- Stated problem
Pick out every line in the material below that contains the word "tree", and copy each of those lines in full.

- Entries shown

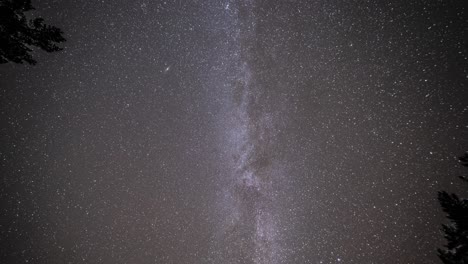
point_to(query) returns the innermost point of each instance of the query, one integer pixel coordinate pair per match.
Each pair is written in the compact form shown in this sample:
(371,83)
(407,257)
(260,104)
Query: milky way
(248,233)
(235,131)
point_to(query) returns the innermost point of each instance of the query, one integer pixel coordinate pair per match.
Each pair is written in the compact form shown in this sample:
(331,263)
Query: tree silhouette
(18,34)
(456,233)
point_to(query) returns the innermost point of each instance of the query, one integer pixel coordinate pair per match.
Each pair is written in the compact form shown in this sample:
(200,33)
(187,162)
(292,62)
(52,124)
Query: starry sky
(235,131)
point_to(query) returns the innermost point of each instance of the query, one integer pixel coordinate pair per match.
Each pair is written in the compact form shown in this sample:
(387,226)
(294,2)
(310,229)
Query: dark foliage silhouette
(18,34)
(456,233)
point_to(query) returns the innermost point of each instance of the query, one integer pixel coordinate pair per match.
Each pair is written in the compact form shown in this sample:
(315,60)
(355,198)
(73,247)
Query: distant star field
(235,131)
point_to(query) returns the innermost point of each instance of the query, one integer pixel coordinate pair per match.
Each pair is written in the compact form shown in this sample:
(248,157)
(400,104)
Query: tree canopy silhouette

- Answer to this task
Query: tree silhouette
Query: tree canopy silhouette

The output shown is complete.